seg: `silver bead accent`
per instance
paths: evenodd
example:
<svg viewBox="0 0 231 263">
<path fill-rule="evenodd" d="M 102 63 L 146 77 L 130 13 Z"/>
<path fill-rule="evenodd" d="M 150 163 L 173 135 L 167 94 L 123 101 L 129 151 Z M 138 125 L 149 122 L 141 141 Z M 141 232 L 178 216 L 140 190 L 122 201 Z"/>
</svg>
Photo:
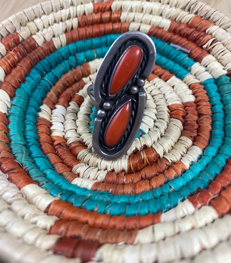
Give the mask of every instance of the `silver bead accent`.
<svg viewBox="0 0 231 263">
<path fill-rule="evenodd" d="M 138 87 L 134 85 L 132 85 L 129 88 L 129 92 L 131 94 L 135 95 L 137 94 L 139 91 L 140 89 Z"/>
<path fill-rule="evenodd" d="M 145 84 L 145 80 L 143 78 L 138 78 L 136 80 L 136 84 L 139 87 L 142 87 Z"/>
<path fill-rule="evenodd" d="M 105 118 L 106 117 L 106 112 L 100 109 L 97 112 L 97 116 L 99 118 Z"/>
</svg>

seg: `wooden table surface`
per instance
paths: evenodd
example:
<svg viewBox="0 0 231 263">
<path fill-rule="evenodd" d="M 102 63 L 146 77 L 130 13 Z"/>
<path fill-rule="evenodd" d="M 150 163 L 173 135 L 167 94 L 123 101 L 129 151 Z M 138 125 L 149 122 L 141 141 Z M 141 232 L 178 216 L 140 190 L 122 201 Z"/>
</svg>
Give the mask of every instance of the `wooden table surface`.
<svg viewBox="0 0 231 263">
<path fill-rule="evenodd" d="M 44 2 L 45 0 L 0 0 L 1 13 L 0 21 L 2 21 L 17 12 L 30 6 Z M 230 0 L 202 0 L 231 18 Z"/>
</svg>

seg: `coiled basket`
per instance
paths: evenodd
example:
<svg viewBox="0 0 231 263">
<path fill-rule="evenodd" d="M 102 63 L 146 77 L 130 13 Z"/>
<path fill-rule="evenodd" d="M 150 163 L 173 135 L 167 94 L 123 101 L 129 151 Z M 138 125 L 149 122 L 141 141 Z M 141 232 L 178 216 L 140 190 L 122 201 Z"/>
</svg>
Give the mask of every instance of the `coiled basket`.
<svg viewBox="0 0 231 263">
<path fill-rule="evenodd" d="M 109 161 L 87 89 L 132 30 L 156 64 L 140 132 Z M 231 262 L 231 33 L 196 0 L 54 0 L 0 24 L 0 259 Z"/>
</svg>

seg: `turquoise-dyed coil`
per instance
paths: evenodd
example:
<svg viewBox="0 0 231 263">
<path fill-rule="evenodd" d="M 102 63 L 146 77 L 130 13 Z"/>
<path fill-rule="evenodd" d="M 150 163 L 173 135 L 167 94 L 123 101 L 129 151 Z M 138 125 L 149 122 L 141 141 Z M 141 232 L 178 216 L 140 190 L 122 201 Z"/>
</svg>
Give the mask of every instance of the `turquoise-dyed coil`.
<svg viewBox="0 0 231 263">
<path fill-rule="evenodd" d="M 212 130 L 209 145 L 198 161 L 181 176 L 174 179 L 155 189 L 136 195 L 113 195 L 74 185 L 54 170 L 40 149 L 35 126 L 37 112 L 51 86 L 63 75 L 86 61 L 103 57 L 120 35 L 103 36 L 72 43 L 56 50 L 37 63 L 15 92 L 7 117 L 9 146 L 17 161 L 34 181 L 51 195 L 73 205 L 100 213 L 126 216 L 165 211 L 179 202 L 205 188 L 220 173 L 231 157 L 230 79 L 225 76 L 202 83 L 207 92 L 213 113 Z M 156 64 L 181 80 L 190 74 L 193 60 L 181 50 L 152 37 L 157 52 Z M 95 51 L 94 51 L 95 50 Z M 90 117 L 93 128 L 93 110 Z M 142 133 L 142 131 L 141 132 Z"/>
</svg>

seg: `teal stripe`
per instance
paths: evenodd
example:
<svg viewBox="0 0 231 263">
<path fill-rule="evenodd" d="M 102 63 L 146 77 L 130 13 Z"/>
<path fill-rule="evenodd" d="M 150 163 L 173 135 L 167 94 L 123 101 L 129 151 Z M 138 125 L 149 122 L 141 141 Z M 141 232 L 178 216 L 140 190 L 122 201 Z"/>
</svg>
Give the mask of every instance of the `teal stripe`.
<svg viewBox="0 0 231 263">
<path fill-rule="evenodd" d="M 110 40 L 113 38 L 112 36 L 113 35 L 110 35 Z M 113 37 L 116 38 L 118 36 Z M 96 43 L 95 46 L 99 44 L 99 42 L 106 43 L 105 36 L 99 38 L 97 41 L 94 40 Z M 157 41 L 154 39 L 154 42 Z M 230 85 L 230 87 L 229 79 L 228 81 L 228 79 L 221 80 L 222 77 L 218 79 L 216 83 L 211 79 L 203 83 L 208 94 L 209 92 L 211 93 L 209 97 L 212 101 L 213 113 L 214 115 L 215 113 L 221 114 L 218 117 L 216 115 L 214 119 L 213 117 L 213 128 L 215 132 L 212 134 L 210 146 L 207 150 L 207 149 L 205 151 L 199 161 L 193 164 L 190 169 L 182 177 L 156 190 L 137 195 L 113 196 L 111 193 L 88 190 L 73 185 L 54 171 L 47 158 L 40 150 L 36 141 L 38 137 L 36 134 L 35 118 L 38 116 L 37 112 L 39 111 L 39 107 L 41 105 L 42 100 L 45 97 L 46 93 L 49 90 L 50 85 L 54 85 L 60 76 L 72 68 L 72 65 L 74 63 L 73 58 L 77 64 L 82 63 L 85 59 L 93 59 L 92 50 L 87 49 L 89 48 L 89 46 L 88 45 L 90 45 L 90 44 L 93 45 L 94 41 L 85 41 L 81 43 L 79 41 L 72 43 L 75 44 L 71 44 L 62 48 L 60 51 L 57 51 L 38 63 L 26 77 L 25 83 L 21 85 L 20 88 L 16 92 L 16 96 L 13 100 L 13 105 L 10 109 L 8 116 L 10 122 L 8 126 L 10 130 L 8 136 L 11 141 L 10 146 L 13 149 L 13 154 L 17 160 L 23 164 L 33 180 L 39 182 L 40 186 L 46 189 L 51 194 L 60 196 L 62 200 L 71 202 L 74 205 L 84 207 L 88 210 L 93 210 L 98 206 L 99 212 L 109 213 L 112 215 L 124 214 L 126 216 L 133 214 L 134 211 L 138 214 L 143 215 L 149 212 L 155 213 L 159 211 L 166 211 L 175 206 L 189 195 L 195 192 L 198 188 L 207 187 L 208 183 L 221 171 L 223 167 L 220 159 L 221 158 L 223 161 L 227 160 L 230 157 L 231 152 L 230 144 L 227 144 L 230 142 L 228 139 L 230 134 L 231 124 L 229 122 L 227 128 L 224 129 L 225 133 L 223 132 L 224 108 L 226 121 L 230 121 L 229 116 L 226 118 L 230 112 L 229 104 L 230 93 L 226 91 L 224 94 L 224 101 L 221 100 L 224 107 L 221 101 L 215 99 L 221 96 L 219 92 L 221 92 L 221 87 L 224 88 L 224 85 Z M 172 56 L 173 59 L 175 60 L 180 53 L 182 55 L 181 61 L 184 62 L 181 65 L 177 64 L 179 63 L 177 60 L 175 63 L 175 60 L 170 61 L 164 57 L 163 51 L 166 50 L 167 48 L 170 50 L 172 49 L 173 47 L 170 49 L 168 48 L 169 45 L 163 43 L 164 46 L 161 49 L 162 51 L 158 51 L 163 56 L 158 55 L 158 63 L 167 70 L 176 73 L 178 77 L 180 78 L 180 76 L 181 78 L 183 78 L 189 73 L 187 69 L 193 62 L 179 50 L 176 51 L 178 54 L 177 56 L 173 56 L 174 52 L 172 50 L 166 53 L 166 56 Z M 159 50 L 161 48 L 161 43 L 159 41 L 157 44 Z M 106 44 L 105 44 L 106 46 Z M 93 45 L 90 46 L 92 49 L 95 49 L 95 46 L 94 48 Z M 98 52 L 99 54 L 105 53 L 107 49 L 105 46 L 102 49 L 97 48 L 98 49 L 97 54 Z M 76 52 L 77 53 L 75 53 Z M 41 80 L 40 77 L 38 78 L 39 75 L 42 78 Z M 219 83 L 218 83 L 218 80 L 222 80 L 222 83 L 224 82 L 224 84 L 220 86 L 218 85 Z M 219 90 L 216 84 L 219 87 Z M 221 90 L 223 90 L 222 89 Z M 221 121 L 219 119 L 220 116 L 222 116 Z M 216 153 L 218 153 L 217 155 Z M 215 158 L 212 160 L 213 162 L 210 164 L 209 163 L 211 162 L 213 156 Z M 208 167 L 207 169 L 206 167 Z M 211 168 L 212 172 L 210 171 Z M 172 192 L 173 189 L 174 191 Z M 143 201 L 141 202 L 141 200 Z"/>
</svg>

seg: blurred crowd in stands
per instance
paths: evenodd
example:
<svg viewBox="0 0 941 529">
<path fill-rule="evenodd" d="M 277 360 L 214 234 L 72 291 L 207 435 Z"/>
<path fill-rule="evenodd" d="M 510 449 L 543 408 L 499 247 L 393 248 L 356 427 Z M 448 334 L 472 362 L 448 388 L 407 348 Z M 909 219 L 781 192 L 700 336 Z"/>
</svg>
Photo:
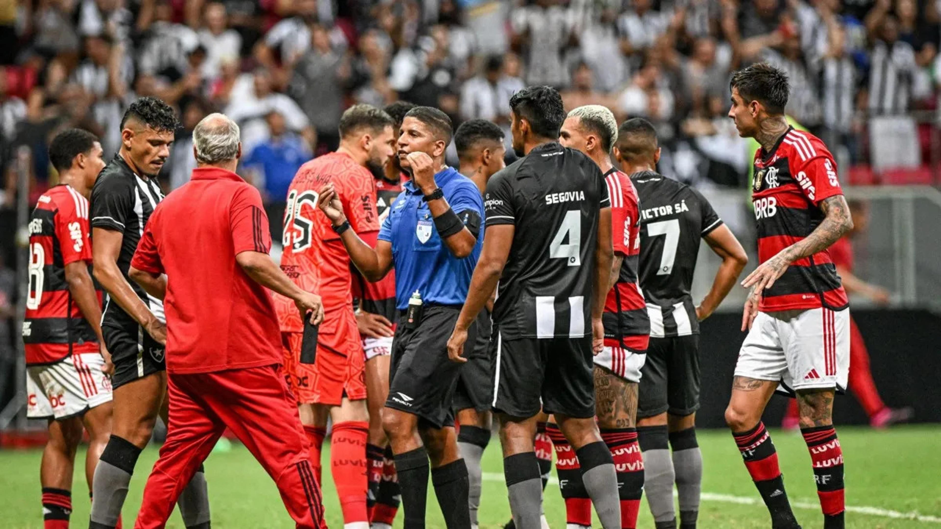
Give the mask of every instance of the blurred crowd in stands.
<svg viewBox="0 0 941 529">
<path fill-rule="evenodd" d="M 455 126 L 508 127 L 509 97 L 526 85 L 557 87 L 569 108 L 646 117 L 664 147 L 662 172 L 744 187 L 750 147 L 726 114 L 728 73 L 749 62 L 788 71 L 789 116 L 841 164 L 869 163 L 868 128 L 883 117 L 929 116 L 902 127 L 928 152 L 933 136 L 915 127 L 935 130 L 939 3 L 0 0 L 0 343 L 15 290 L 2 263 L 14 262 L 17 171 L 35 200 L 55 184 L 49 138 L 72 126 L 97 134 L 110 158 L 136 97 L 179 109 L 167 192 L 195 165 L 193 127 L 217 110 L 241 125 L 241 173 L 274 211 L 296 168 L 337 146 L 350 104 L 403 99 Z"/>
</svg>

◆ **Instructions to follow**
State how many lines of the listing contain the string "turquoise", counting matches in the same case only. Give the number alone.

◆ **Full answer**
2